A choroid plexus carcinoma is a rare cancerous (malignant) brain tumor that occurs mainly in children.
A choroid plexus carcinoma begins near the brain tissue that secretes cerebrospinal fluid. A noncancerous tumor of this area is called a choroid plexus papilloma. As the tumor grows, it can affect the function of nearby structures in the brain, causing excess fluid in the brain (hydrocephalus), irritability, nausea or vomiting, and headaches.
Treatment and chance of recovery (prognosis) depend on the tumor's size, location, whether it has spread, and your child's age and general health.
A choroid plexus carcinoma most often occurs in children under 2 years old. Tests and procedures used to diagnose choroid plexus carcinoma include:
- Physical exam. Diagnosing a choroid plexus carcinoma usually starts with a medical history review and a neurological exam. During this procedure, your child's vision, hearing, balance, coordination and reflexes are tested.

Required tasks
a. Decide whether each statement agrees with the text on choroid plexus carcinoma: (i) the tumor occurs mainly in adults; (ii) a noncancerous tumor of the same area is called a choroid plexus papilloma; (iii) the neurological exam tests the child's hearing and balance. For each, answer yes or no and quote the words of the text that settle it.
b. Continue the text on choroid plexus carcinoma, picking up after its last sentence.
The records have no connection to the text on choroid plexus carcinoma.

Saved entries

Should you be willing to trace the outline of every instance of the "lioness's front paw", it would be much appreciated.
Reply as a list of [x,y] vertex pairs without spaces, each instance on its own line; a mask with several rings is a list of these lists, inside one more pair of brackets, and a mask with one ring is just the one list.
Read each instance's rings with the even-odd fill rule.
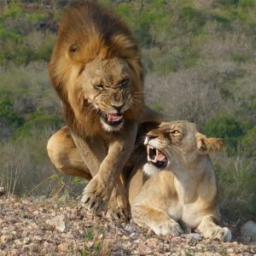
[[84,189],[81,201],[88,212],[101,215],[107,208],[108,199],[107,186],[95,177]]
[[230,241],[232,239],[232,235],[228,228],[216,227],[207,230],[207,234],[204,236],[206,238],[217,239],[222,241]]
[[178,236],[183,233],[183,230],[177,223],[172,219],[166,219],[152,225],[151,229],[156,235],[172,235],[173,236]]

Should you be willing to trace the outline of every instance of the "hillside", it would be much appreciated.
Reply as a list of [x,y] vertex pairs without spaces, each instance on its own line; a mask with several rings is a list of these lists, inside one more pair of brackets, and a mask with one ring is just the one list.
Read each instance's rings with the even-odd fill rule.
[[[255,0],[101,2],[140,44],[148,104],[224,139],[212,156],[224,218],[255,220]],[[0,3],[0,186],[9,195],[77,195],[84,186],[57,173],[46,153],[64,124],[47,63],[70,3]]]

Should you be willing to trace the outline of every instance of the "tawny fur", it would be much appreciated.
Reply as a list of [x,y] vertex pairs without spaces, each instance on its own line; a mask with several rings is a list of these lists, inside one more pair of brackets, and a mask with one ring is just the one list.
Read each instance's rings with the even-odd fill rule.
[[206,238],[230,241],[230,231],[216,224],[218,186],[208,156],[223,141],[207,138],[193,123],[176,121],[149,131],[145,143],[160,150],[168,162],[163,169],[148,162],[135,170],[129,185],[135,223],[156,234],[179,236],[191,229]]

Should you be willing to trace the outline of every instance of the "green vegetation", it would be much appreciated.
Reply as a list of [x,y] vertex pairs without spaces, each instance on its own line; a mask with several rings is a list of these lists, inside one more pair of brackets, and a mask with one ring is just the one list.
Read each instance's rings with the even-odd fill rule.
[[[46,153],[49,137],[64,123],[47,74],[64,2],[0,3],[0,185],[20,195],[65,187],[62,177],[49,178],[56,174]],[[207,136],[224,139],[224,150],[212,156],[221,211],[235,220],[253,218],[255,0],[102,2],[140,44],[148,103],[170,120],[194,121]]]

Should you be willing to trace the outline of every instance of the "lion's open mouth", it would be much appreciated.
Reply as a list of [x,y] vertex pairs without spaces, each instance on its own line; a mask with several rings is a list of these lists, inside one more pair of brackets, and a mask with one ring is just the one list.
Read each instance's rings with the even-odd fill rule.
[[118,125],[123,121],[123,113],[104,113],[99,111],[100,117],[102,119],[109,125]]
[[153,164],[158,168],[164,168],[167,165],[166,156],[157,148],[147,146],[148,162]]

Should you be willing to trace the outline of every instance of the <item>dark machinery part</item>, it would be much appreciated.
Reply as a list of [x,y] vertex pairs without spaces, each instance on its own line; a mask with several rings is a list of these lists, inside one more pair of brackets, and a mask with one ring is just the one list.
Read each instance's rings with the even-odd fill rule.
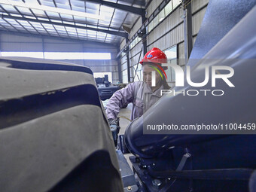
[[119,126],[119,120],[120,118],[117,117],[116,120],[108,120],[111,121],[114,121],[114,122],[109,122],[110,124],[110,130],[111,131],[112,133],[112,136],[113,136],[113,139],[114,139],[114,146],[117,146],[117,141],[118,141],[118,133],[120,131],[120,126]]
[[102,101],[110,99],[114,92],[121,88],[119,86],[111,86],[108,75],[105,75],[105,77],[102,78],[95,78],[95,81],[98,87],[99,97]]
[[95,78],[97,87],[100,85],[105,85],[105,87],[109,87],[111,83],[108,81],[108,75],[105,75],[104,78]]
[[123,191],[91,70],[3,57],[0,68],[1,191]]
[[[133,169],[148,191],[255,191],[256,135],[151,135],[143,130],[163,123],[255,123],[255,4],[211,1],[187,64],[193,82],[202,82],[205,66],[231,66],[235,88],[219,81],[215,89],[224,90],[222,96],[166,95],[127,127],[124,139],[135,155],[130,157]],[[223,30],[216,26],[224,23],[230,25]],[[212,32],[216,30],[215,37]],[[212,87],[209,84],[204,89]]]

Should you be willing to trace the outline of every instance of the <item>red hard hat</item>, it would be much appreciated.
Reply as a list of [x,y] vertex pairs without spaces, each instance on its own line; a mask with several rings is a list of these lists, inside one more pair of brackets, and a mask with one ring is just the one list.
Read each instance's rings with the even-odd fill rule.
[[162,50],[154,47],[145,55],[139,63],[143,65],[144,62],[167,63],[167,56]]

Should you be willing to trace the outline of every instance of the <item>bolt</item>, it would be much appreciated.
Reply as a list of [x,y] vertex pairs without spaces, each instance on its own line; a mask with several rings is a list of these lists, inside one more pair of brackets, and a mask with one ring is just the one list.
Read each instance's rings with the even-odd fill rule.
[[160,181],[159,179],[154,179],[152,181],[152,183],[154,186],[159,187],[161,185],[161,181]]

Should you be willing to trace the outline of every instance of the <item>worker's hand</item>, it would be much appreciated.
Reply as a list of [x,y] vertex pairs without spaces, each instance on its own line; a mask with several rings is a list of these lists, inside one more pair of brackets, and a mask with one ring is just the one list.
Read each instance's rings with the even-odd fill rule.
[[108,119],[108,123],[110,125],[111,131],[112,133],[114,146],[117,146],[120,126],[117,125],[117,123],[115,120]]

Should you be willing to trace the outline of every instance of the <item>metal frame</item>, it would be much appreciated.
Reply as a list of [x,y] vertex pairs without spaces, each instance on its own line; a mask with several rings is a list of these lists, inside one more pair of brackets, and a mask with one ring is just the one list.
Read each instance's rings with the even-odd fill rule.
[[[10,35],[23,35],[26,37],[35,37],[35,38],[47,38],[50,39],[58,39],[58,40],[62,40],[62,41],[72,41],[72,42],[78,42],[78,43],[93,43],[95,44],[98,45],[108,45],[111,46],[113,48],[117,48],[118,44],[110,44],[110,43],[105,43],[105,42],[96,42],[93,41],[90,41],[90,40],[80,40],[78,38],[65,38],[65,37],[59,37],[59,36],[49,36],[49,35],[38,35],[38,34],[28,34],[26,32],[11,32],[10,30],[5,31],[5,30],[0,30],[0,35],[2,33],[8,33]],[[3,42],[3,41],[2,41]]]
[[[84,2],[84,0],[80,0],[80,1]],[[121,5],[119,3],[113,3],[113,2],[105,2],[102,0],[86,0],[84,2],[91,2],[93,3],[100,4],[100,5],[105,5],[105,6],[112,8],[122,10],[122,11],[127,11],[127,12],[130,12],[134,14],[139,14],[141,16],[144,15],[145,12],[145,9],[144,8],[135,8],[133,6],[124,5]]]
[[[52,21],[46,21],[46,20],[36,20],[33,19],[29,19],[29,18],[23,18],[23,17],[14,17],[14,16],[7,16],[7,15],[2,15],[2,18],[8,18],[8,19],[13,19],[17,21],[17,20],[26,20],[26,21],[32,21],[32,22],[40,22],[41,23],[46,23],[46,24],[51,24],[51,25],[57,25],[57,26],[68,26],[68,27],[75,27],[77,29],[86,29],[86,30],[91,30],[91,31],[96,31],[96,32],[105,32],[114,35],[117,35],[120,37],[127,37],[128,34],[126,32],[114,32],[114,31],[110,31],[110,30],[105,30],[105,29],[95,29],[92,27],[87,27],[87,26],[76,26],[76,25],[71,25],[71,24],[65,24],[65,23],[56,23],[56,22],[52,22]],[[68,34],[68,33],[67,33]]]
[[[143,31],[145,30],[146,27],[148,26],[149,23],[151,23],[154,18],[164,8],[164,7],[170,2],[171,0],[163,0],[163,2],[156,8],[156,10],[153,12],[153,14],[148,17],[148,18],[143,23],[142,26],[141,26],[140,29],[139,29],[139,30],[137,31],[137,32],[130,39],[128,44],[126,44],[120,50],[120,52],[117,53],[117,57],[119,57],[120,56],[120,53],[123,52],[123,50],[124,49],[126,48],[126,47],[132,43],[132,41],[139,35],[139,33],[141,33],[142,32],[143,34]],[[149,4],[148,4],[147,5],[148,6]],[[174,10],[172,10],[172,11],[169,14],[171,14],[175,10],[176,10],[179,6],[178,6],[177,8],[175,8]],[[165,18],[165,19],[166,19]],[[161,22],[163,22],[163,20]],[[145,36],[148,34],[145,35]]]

--

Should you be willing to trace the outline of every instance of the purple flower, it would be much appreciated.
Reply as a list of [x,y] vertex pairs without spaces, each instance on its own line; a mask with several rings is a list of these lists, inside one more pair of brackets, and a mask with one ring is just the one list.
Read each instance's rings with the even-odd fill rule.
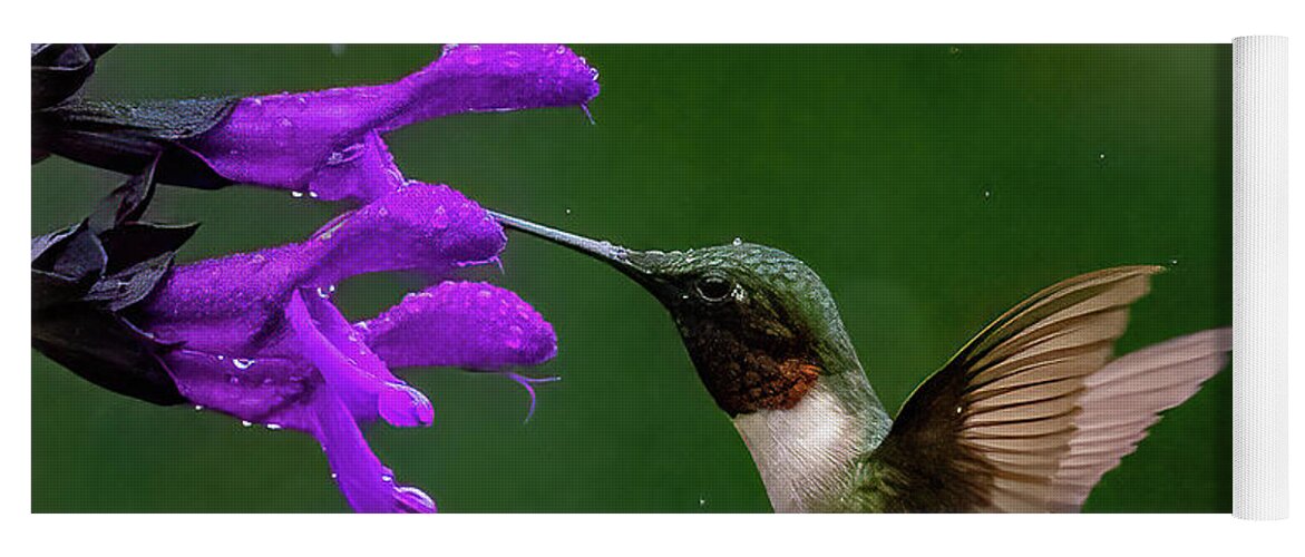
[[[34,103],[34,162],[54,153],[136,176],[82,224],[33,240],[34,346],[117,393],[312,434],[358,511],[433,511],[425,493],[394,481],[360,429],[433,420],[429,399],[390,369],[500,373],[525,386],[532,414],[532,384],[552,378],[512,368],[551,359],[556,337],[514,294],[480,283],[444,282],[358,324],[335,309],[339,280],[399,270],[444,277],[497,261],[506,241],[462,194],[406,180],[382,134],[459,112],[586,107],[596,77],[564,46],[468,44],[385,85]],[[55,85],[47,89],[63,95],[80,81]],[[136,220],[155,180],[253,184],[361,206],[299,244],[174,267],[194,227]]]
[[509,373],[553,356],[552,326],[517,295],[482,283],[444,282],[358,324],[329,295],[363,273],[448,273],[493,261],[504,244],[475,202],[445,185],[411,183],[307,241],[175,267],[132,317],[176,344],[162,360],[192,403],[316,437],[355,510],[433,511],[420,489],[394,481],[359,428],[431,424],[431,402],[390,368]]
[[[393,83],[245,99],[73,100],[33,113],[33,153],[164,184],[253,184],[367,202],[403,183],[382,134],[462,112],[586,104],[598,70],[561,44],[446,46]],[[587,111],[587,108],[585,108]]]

Numbered answers
a.
(i) No: "occurs mainly in children."
(ii) Yes: "A noncancerous tumor of this area is called a choroid plexus papilloma."
(iii) Yes: "your child's vision, hearing, balance, coordination and reflexes are tested."

b.
- Brain imaging tests. Tests to create images of your brain may include magnetic resonance imaging (MRI) and computerized tomography (CT). An MRI also helps your doctor to plan the surgery.
- Genetic tests. Tests to identify genetic aspects of some choroid plexus carcinomas are available. Ask your doctor about genetic counseling.
Treatment in children usually differs from treatment in adults. If your child receives a diagnosis of choroid plexus carcinoma, ask your doctor to refer you to a specialist in treating children with brain tumors (pediatric neuro-oncologist, pediatric radiation oncologist).
Treatment of a choroid plexus carcinoma is often surgery followed by chemotherapy, radiation therapy or both.
Surgery. The goal of surgery is to remove the entire tumor, when possible. But because delicate and important structures may be nearby, doctors sometimes can't remove the entire tumor. Generally, people who undergo surgery for a choroid plexus carcinoma will need additional therapy after surgery.
After surgery, about half of the people who had excess fluid on the brain (hydrocephalus) experience relief from this symptom. Others may need to have a temporary drain (shunt) placed at the surgical site.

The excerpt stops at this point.